- [EXERCISE REQUIREMENTS]
Identify each line in the items below that contains the word “curly”, and reproduce every such line in full.
+---+
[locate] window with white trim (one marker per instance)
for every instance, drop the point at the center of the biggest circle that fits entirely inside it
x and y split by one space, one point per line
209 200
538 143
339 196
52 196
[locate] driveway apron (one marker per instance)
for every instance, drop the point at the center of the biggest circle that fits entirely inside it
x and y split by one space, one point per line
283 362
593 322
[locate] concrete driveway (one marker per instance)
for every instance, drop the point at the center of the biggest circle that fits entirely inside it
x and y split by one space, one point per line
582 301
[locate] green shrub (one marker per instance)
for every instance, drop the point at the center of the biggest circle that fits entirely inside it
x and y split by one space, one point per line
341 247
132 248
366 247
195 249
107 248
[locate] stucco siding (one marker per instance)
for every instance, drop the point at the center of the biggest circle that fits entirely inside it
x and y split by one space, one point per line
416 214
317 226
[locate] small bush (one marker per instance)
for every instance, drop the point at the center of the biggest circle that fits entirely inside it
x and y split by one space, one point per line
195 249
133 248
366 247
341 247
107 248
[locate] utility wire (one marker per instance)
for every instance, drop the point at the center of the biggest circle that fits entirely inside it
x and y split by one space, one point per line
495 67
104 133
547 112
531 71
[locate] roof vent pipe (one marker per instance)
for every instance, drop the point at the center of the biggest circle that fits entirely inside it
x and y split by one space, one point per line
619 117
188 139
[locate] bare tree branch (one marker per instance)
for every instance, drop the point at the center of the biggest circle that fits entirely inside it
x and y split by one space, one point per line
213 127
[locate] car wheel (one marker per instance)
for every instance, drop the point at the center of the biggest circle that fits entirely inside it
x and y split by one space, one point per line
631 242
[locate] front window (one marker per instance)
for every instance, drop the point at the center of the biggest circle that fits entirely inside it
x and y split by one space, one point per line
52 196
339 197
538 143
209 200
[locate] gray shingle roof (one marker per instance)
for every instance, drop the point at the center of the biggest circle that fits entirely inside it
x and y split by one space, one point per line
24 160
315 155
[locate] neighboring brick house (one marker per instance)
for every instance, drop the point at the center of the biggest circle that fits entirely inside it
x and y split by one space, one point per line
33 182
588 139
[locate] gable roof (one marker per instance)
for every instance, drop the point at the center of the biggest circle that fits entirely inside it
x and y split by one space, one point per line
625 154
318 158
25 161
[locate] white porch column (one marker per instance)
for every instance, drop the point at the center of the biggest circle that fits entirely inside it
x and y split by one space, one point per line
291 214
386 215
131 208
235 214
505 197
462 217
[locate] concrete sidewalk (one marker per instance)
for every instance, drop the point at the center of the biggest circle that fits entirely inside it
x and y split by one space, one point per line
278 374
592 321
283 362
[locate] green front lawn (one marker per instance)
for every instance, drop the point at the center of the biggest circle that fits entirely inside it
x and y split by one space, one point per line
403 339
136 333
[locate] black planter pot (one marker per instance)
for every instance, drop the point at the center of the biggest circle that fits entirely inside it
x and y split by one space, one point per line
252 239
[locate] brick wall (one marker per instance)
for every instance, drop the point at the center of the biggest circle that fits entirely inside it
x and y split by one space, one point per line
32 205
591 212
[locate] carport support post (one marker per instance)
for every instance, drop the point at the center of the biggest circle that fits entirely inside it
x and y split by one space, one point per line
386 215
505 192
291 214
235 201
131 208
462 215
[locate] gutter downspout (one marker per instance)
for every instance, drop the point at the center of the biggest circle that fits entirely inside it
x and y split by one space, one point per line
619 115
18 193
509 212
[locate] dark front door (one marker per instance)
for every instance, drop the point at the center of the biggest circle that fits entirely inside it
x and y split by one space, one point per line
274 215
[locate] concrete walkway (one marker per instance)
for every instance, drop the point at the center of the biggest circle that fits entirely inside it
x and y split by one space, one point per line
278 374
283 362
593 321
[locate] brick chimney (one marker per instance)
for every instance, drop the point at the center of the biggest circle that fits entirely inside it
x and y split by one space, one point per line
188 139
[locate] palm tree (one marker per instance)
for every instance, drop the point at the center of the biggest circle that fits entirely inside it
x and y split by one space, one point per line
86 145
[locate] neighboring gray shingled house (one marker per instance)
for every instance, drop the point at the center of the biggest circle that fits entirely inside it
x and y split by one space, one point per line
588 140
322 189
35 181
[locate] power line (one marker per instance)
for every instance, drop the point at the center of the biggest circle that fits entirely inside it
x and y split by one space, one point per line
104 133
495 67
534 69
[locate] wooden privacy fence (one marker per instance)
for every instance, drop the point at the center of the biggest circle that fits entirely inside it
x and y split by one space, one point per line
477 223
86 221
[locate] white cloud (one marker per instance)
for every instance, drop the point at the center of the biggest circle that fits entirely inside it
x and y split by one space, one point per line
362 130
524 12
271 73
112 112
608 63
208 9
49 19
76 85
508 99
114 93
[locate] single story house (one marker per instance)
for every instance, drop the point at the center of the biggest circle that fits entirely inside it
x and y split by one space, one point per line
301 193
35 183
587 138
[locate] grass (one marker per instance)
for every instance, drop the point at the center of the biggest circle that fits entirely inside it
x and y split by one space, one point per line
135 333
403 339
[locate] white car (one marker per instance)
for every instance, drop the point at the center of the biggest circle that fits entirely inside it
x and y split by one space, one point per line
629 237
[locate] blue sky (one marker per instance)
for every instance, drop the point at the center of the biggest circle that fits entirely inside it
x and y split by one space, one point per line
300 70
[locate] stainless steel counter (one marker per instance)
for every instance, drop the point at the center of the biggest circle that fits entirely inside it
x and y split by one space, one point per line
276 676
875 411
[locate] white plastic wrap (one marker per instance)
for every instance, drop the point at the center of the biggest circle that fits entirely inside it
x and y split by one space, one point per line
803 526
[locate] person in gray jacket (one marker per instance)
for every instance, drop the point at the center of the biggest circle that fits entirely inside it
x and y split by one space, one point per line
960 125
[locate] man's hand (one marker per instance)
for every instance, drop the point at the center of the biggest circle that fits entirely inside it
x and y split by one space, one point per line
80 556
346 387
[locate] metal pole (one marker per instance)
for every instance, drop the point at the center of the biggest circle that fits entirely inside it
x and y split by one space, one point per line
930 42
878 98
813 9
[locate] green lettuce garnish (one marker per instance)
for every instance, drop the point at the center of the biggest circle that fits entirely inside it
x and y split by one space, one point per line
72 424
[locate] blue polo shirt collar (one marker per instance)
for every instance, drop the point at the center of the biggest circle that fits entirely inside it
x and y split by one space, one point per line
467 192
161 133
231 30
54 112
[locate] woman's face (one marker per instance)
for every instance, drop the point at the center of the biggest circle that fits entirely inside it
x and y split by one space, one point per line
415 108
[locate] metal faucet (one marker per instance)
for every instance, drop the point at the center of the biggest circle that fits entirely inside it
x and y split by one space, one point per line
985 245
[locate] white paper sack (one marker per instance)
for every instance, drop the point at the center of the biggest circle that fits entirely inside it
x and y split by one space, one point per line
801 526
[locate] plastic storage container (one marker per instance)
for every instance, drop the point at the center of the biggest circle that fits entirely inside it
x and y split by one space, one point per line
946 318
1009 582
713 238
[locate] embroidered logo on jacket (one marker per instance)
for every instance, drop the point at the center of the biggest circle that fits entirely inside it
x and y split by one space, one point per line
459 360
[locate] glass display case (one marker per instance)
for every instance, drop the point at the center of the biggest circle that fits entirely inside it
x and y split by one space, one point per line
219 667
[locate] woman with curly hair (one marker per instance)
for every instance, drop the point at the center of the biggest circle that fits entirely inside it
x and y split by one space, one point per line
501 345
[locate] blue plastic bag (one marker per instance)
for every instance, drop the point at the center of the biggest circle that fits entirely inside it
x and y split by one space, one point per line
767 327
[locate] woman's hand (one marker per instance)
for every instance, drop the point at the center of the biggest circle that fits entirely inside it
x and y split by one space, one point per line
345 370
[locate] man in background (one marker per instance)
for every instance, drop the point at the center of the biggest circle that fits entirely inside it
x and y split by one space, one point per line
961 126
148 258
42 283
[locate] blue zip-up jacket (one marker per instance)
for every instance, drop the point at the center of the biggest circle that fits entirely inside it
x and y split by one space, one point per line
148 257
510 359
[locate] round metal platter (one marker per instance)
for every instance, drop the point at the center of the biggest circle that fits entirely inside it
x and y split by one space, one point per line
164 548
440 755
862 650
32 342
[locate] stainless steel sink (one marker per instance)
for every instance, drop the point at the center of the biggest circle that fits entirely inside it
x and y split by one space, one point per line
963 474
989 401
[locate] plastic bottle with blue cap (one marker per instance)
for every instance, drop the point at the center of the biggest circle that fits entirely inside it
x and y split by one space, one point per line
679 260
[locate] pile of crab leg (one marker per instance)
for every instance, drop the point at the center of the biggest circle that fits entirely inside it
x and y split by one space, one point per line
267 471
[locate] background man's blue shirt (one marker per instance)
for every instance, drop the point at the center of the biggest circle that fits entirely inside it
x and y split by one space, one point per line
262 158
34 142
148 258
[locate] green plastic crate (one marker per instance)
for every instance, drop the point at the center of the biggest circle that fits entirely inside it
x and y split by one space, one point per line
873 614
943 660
+---+
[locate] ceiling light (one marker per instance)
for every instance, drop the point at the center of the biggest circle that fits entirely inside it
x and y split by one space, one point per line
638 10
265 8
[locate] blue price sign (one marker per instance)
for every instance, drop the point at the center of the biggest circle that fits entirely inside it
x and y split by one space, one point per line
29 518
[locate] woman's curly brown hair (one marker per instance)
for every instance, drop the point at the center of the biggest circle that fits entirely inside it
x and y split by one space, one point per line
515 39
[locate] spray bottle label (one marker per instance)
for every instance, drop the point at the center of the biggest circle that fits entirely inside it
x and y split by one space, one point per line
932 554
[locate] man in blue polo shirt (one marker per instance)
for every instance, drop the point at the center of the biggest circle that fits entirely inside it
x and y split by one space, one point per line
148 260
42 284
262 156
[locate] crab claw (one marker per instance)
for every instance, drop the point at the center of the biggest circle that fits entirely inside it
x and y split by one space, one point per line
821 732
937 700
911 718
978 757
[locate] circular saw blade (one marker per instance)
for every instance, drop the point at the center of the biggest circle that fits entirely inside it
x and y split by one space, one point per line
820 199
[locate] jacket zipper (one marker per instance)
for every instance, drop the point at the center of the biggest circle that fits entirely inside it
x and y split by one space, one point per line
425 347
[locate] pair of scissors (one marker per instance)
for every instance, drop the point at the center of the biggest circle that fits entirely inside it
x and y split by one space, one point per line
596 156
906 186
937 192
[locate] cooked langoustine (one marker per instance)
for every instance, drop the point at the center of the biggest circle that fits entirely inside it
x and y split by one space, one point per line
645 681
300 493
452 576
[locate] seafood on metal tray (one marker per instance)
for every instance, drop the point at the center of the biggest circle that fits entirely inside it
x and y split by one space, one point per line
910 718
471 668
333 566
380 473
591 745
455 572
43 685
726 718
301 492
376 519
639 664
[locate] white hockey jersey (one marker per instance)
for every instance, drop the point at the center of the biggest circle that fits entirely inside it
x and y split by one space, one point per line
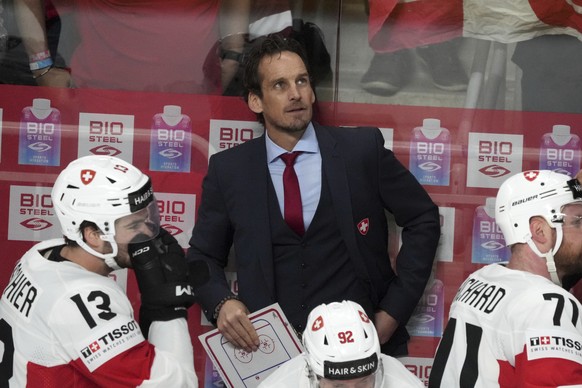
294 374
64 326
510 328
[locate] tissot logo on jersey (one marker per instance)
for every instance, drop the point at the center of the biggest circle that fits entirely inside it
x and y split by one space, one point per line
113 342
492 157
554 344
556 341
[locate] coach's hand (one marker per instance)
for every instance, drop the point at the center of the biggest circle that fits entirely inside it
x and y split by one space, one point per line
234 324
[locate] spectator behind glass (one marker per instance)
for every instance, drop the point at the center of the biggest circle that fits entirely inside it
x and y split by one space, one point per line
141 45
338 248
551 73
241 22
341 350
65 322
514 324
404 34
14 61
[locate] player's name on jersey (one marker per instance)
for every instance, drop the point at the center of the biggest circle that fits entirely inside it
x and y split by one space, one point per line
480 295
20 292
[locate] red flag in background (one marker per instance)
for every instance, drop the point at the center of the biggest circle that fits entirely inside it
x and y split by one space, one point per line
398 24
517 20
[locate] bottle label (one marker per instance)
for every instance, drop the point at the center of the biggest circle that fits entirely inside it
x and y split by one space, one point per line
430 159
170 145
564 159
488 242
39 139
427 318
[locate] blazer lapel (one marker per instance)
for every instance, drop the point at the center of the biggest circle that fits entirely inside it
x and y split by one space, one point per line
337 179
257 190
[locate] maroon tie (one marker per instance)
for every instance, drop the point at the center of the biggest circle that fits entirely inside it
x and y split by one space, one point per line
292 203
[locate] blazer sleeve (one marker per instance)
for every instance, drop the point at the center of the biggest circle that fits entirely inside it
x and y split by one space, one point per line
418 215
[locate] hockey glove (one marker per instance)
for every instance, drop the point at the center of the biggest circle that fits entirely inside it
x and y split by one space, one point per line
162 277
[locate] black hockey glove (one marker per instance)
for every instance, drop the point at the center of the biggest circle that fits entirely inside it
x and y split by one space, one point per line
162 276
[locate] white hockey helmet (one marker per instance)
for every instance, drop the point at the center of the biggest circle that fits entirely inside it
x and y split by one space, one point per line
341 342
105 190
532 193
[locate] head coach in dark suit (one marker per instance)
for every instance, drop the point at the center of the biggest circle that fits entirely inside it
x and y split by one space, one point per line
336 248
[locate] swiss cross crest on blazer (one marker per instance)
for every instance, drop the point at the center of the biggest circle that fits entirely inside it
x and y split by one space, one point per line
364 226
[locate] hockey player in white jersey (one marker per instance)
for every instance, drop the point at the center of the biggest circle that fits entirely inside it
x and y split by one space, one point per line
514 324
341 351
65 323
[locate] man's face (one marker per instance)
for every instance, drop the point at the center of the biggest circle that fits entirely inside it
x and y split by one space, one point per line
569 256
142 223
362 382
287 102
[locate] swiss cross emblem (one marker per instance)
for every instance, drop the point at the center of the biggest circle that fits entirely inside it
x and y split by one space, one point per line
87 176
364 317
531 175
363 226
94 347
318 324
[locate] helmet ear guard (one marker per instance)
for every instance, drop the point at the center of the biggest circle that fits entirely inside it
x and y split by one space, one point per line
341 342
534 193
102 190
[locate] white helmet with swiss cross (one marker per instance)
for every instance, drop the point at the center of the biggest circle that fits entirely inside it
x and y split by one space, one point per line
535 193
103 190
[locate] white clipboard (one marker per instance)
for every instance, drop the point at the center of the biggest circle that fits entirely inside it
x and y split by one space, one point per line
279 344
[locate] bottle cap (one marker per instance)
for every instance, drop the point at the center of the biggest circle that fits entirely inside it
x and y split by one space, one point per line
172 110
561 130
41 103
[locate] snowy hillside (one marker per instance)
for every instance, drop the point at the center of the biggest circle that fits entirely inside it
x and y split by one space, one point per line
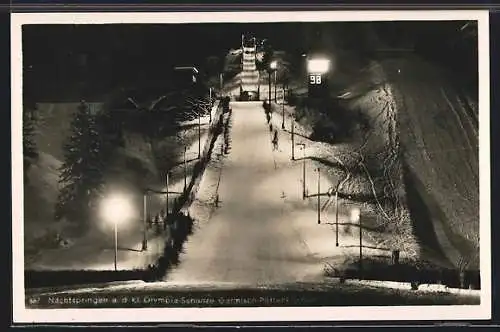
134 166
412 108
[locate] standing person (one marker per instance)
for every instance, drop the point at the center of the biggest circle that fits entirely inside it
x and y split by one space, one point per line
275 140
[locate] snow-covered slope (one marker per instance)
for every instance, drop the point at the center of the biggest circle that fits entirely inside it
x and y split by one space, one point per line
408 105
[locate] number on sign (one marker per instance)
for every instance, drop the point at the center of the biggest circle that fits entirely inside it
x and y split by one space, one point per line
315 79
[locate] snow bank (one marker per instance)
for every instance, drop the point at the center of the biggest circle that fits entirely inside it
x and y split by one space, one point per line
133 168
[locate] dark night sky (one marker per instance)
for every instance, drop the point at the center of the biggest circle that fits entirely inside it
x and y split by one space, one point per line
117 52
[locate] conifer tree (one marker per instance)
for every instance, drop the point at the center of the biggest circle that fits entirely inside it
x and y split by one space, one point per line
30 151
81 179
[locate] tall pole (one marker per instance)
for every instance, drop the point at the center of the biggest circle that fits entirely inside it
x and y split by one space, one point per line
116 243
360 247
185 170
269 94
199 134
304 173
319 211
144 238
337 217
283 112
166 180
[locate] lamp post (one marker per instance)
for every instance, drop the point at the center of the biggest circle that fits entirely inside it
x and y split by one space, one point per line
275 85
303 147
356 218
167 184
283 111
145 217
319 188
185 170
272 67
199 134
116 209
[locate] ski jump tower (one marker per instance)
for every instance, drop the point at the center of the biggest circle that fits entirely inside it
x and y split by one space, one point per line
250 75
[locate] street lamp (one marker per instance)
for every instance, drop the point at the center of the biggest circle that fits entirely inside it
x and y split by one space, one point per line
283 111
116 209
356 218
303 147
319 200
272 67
+---+
- [RESPONSE]
[locate] woman with curly hair (one marker per instance)
[locate] woman's curly brown hair (one marker per instance)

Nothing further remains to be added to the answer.